COMPLETE THE FOLLOWING:
1. Please list every specific office or institution named in the passage on covid-19 travel restrictions, apart from the Government itself.
2. Carry the passage on covid-19 travel restrictions forward from its final sentence.

EXTRACT TO READ:
****************
The Government’s response to the covid-19 crisis has been nothing short of chaotic. At almost every turn they have lacked a clear strategy, and that failure has been acutely felt in aviation. For months, even when the virus was at its peak, millions of passengers were coming from all over the world without any restrictions placed on them at all. By the time restrictions were introduced, we were one of only a handful of countries in the world that up to that point had failed to take action to put them in place. It is this pattern of the Government being too slow to act, coupled with blunt interventions to overcompensate, that has dogged the handling of the pandemic right from the outset.

First, there was a blunt quarantine for all, bar France, but then France was back on. Then air corridors were on the table; then they were not. What we then saw was not really air corridors, air bridges or whatever name is given to them, but essentially a list produced by the Foreign Office, half of the countries on which had placed restrictions on British travellers going there—no travel corridor or air bridge at all. Now we are seeing countries coming and going off the list, with very little notice for those who have decided to go on holiday and incurred the cost of doing so.

It is all very well for the Government now to change position and tell people that they should travel with their eyes open. It was not that long ago that the Government were defending a very senior member of No. 10 for driving for an eye test, let alone going with eyes fully open. The British public are not stupid. They understand fully the pandemic and what it means to everyday life, but people work hard, and they are desperate to return to a sense of normality. For many, that one holiday a year is something they save up for and look forward to, but they cannot afford a 14-day quarantine to be imposed with very little notice.

We need to see when the data was really made available. We all know that localised and regional data is made available across Europe, so why was it not reviewed when the decision was made in Spain, for instance, to have the restrictions on the islands? The point was made at the time and the Government did not move, but it strikes me that the evidence base was in place, so it makes sense to publish that evidence in the House of Commons Library, so that it can be reviewed.
****************
PROVIDED DATA:
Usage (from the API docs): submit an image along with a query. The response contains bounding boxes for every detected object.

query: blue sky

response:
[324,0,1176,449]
****************
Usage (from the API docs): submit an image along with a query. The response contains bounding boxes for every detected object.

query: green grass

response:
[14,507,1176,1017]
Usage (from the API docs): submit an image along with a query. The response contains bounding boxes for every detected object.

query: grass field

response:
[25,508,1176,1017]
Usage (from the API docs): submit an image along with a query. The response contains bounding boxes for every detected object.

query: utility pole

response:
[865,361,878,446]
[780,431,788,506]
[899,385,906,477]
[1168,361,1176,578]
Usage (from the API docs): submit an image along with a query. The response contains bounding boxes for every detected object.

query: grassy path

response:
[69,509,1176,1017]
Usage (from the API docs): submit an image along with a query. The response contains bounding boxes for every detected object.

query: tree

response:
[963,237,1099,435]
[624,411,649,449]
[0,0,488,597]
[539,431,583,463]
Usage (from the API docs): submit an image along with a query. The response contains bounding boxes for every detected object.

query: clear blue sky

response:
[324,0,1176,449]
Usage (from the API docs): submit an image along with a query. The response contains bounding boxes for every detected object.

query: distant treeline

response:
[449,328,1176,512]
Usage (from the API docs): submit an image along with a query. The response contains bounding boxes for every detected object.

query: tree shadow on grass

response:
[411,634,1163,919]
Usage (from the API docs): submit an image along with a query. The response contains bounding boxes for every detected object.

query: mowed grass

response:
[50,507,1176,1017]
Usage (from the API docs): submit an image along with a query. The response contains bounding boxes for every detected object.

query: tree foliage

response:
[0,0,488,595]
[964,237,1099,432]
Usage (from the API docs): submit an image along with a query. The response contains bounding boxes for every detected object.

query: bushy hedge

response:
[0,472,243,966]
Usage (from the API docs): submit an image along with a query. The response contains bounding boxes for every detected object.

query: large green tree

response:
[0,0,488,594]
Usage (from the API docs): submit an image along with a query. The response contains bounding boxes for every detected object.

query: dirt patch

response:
****************
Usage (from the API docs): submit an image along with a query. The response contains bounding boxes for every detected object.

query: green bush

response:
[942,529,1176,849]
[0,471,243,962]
****************
RESULTS FOR EACH TASK:
1.
Foreign Office
No. 10
House of Commons Library

2.
We need to make sure that we do not take this intervention all the time. It appears chaotic because it is chaotic. There will not be a single intervention in itself that will keep this country safe; it will be a number of interventions taken together that make us safe, and a key part of that is testing. Frankly, it is beyond belief that people arrive in this country from all over the world without any tests being carried out, either at the airport or five days later. It is important that we now carry out a full review, not just of quarantine in the very blunt sense that the Government approach it, but also to ensure that a proper test and tracking system is in place. In my town, the national contact tracing system has failed to get through to half of those it should have made contact with. When we have that infrastructure and such weak performance, it is little surprise that the Government are constantly going from one crisis to another.

Aviation is on its knees. The limited support offered by the Government has meant job losses all over the place, in a sector that was always going to take longer to recover than other parts of the economy. The Government knew that, but even with the money given over to the airlines, where are the conditions to protect workers’ rights? It is a scandal that hundreds of millions of pounds of taxpayers’ money is being given out with no conditions to protect the workers at British Airways or easyJet, and the rights that they have built up.

Labour’s position is clear. We have set out a plan for a sectoral deal, with six key conditions, supporting jobs, tackling climate change and providing fair play on tax. It is important that the Government now come forward with a proper sectoral deal. We will absolutely work in partnership, in the national interest, but the Government cannot continue to go from one crisis to another, because key to beating the virus is maintaining public support. I have to tell the Transport Secretary that we are in real danger of losing that support.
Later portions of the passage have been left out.